> _ÉNONCÉ_
Mets à jour le passage de l'extrait sur Tess compris entre « Tess est originaire » et « vif du sujet. », bornes incluses : recopie-le en remplaçant « photographe » par « vidéaste ».

--- EXTRAIT DE PAGE ---

Tess est originaire de l’île de La Réunion et y a vécu toute sa vie. Je ne peux réfréner un gloussement en repensant à la scène du métro, j’ai envie de lui demander qu’est ce que ça fait de passer du paradis à la jungle mais j’ai peur qu’elle me prenne pour un raciste. Moi. De toutes façons je suis pris de court par mon binôme photographe qui se fend d’un grand « C’était comment L.A ? », du moins c’est ce que je crois entendre. En fait il vient de dire « Koman i lé ? », ce qui veut dire « Comment ça va ? » en créole réunionnais. Voilà. On sera beaucoup à aller se coucher moins con ce soir, c’est sûr. Je disais, la phrase a fait son effet, l’ambiance est plus détendue, on peut donc entrer dans le vif du sujet.
J’ai envie qu’elle me fasse voyager en me racontant son île, ce qui en fait un lieu à part. J’ai envie qu’elle me narre la création d’un de ses morceaux qui j’imagine, a forcément dû tirer son inspiration de son bout de terre niché en plein milieu de l’océan indien. J’ai envie de savoir comment on parvient à se construire musicalement quand on vient de là bas, carrefour culturel impressionnant. J’ai peur de perdre Tess au milieu de tous ces mots, mais l’artiste enquille comme une pro : « C’est petit La Réunion, on y fait le tour en à peine une heure, par contre c’est très varié. Y’a la plage, la montagne et comme le cadre est paradisiaque, on y trouve beaucoup de touristes. J’y ai eu mon diplôme de kinésithérapie et j’ai exercé un mois avant de mettre ça de côté pour me consacrer pleinement à la musique ». Elle attire la sympathie, y’a pas à chier. Tellement gentille, tellement propre que j’ai peur que Paris déteigne sur elle. Vraiment. Et puis je me dis que ça ne lui ferait pas de mal, sincèrement, juste un peu de gris dans ce ciel trop bleu.
C’est pas une posture. Les meufs de la nouvelle scène R&B, très peu pour elle. Mais Tess a envie de les connaitre ces go.

--- DONNÉES FOURNIES ---

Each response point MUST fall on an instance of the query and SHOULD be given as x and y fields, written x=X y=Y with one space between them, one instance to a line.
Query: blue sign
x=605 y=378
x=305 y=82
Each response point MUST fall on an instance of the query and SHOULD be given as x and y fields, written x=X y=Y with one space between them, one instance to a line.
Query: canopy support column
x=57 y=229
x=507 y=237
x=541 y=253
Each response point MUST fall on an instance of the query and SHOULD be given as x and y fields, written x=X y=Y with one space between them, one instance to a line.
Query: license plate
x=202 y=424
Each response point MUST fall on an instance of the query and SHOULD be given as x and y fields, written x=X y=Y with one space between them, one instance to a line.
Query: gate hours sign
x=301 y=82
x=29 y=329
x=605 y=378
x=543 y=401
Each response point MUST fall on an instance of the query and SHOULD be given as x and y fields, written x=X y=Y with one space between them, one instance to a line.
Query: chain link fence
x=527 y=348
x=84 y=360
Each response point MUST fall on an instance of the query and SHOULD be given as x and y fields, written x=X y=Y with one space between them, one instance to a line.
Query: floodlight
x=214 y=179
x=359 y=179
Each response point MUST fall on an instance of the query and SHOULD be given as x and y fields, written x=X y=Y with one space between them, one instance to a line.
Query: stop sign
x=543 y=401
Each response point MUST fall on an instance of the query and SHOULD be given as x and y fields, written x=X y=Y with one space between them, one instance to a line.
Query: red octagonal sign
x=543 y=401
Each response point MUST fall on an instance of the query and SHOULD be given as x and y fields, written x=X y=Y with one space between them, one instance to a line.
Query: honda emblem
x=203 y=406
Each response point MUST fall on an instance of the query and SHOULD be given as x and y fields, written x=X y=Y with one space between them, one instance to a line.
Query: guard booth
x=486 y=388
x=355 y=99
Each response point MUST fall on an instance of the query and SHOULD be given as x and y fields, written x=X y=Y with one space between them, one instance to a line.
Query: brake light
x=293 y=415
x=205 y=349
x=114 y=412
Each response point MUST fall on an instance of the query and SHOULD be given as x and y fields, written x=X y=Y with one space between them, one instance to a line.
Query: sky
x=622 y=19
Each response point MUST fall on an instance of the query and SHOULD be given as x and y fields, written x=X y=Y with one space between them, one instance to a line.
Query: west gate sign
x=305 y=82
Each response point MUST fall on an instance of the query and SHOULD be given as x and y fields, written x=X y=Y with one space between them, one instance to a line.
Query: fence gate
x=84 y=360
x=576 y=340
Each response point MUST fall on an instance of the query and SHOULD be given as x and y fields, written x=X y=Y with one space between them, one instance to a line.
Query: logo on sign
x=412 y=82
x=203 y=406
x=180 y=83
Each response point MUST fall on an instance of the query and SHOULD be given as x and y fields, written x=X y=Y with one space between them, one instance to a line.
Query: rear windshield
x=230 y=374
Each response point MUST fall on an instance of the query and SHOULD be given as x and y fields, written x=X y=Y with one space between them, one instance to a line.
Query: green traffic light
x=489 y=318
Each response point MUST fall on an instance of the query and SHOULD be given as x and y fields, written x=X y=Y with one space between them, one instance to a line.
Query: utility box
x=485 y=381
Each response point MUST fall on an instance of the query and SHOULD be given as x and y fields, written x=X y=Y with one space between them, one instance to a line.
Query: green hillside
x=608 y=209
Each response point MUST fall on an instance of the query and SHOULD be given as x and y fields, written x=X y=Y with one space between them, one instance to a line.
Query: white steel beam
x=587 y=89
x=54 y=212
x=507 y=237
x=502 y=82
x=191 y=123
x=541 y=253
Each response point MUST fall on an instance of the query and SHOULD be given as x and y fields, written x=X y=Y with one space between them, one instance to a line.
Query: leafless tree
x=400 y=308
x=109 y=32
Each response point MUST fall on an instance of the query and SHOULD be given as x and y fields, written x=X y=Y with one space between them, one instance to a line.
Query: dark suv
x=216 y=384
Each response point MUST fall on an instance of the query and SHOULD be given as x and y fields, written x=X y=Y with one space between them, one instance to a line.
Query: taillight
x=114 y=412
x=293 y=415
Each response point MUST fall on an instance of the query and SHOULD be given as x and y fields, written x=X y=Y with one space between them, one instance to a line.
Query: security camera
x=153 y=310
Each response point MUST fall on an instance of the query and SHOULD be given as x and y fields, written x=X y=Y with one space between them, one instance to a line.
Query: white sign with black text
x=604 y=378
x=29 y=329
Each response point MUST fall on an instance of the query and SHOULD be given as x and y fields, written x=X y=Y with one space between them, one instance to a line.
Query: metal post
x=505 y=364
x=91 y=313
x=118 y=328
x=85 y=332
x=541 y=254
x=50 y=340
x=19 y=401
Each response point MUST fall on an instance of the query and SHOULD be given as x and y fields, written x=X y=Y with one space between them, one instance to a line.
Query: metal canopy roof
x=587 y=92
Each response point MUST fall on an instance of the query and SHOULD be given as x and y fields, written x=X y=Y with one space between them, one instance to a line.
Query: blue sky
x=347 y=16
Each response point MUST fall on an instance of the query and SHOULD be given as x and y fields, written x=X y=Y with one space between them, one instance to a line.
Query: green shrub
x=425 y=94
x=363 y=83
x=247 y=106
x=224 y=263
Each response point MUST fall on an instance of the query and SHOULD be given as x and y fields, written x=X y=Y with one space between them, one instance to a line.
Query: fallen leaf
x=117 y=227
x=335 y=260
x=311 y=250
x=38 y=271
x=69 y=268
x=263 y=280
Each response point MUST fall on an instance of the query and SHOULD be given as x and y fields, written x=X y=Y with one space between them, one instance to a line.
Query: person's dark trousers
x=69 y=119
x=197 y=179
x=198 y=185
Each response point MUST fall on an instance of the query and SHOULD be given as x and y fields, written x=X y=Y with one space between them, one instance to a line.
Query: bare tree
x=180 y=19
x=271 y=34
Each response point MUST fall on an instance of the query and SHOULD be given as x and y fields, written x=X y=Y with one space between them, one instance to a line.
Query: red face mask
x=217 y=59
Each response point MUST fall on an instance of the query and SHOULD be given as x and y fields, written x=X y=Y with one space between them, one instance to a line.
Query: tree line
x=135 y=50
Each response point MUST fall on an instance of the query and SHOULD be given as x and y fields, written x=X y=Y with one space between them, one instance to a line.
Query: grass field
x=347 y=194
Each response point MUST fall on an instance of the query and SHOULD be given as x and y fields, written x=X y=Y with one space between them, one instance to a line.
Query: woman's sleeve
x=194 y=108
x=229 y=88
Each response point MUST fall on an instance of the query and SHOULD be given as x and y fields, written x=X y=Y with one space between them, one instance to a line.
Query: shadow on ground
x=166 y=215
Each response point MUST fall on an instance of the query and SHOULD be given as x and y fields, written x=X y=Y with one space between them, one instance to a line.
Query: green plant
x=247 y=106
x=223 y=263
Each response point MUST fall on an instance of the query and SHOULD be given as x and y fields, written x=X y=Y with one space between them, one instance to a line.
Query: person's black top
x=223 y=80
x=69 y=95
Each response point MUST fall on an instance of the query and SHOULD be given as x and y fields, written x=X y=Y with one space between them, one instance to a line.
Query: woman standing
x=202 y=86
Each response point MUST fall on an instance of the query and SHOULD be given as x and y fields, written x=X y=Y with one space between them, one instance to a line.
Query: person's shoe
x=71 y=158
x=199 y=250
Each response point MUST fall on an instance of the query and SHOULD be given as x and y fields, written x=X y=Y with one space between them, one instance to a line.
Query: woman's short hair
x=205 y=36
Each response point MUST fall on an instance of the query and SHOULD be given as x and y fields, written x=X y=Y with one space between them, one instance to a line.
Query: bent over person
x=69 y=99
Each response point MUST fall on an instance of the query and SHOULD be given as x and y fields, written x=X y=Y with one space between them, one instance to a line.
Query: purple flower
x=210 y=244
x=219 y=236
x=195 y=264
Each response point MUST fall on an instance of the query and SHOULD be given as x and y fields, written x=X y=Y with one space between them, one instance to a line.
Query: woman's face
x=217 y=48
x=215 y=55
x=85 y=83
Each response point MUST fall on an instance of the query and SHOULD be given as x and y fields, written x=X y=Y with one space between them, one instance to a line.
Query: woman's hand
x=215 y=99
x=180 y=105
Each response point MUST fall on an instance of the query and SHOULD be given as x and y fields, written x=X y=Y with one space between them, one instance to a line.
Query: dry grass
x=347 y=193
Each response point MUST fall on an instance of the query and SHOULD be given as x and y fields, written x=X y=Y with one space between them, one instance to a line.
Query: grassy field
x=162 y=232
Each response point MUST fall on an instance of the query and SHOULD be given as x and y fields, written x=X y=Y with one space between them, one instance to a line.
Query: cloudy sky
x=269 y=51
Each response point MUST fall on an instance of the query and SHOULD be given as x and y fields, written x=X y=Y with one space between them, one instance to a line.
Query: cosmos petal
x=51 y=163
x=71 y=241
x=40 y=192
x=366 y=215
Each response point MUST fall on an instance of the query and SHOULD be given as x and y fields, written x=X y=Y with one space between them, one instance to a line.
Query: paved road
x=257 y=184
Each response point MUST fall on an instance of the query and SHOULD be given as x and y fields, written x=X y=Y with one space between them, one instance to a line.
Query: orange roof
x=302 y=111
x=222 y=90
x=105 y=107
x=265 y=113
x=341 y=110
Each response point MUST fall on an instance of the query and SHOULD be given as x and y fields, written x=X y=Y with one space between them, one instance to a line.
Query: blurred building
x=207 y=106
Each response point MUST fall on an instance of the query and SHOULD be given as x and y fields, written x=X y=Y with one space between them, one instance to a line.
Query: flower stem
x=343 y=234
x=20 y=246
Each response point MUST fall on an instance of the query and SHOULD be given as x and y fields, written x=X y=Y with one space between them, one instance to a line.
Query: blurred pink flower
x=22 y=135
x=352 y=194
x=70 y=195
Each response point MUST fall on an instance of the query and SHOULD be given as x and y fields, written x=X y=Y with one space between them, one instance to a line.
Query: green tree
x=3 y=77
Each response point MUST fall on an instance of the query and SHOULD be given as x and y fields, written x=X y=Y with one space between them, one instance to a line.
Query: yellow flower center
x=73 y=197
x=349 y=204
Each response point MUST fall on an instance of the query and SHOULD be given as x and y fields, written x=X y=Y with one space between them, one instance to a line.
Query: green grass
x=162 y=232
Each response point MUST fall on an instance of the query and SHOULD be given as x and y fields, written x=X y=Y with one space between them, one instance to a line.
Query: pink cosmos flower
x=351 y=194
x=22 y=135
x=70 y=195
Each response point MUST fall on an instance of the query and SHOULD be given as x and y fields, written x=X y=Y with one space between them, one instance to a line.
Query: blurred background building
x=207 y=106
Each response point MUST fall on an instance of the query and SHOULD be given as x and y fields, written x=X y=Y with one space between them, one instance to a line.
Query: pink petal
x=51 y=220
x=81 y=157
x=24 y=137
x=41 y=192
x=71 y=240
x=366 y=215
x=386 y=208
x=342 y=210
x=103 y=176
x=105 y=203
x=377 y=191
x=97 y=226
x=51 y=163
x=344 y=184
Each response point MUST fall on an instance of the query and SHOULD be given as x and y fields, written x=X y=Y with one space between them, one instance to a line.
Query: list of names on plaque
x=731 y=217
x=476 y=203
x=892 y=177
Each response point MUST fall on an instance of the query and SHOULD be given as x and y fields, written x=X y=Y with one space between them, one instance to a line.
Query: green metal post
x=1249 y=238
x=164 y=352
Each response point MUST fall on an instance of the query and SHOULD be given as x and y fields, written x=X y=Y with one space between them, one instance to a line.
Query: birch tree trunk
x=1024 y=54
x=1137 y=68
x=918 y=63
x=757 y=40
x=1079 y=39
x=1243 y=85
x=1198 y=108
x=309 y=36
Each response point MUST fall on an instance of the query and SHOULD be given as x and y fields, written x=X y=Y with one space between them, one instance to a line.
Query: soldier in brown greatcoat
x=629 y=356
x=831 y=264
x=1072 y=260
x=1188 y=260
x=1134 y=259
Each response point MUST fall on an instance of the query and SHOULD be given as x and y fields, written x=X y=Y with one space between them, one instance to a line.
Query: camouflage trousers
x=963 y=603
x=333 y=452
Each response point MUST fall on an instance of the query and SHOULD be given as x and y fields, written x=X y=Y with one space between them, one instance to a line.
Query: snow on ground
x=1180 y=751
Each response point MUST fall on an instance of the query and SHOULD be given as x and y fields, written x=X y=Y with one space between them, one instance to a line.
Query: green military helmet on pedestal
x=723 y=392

---

> _RÉPONSE_
Tess est originaire de l’île de La Réunion et y a vécu toute sa vie. Je ne peux réfréner un gloussement en repensant à la scène du métro, j’ai envie de lui demander qu’est ce que ça fait de passer du paradis à la jungle mais j’ai peur qu’elle me prenne pour un raciste. Moi. De toutes façons je suis pris de court par mon binôme vidéaste qui se fend d’un grand « C’était comment L.A ? », du moins c’est ce que je crois entendre. En fait il vient de dire « Koman i lé ? », ce qui veut dire « Comment ça va ? » en créole réunionnais. Voilà. On sera beaucoup à aller se coucher moins con ce soir, c’est sûr. Je disais, la phrase a fait son effet, l’ambiance est plus détendue, on peut donc entrer dans le vif du sujet.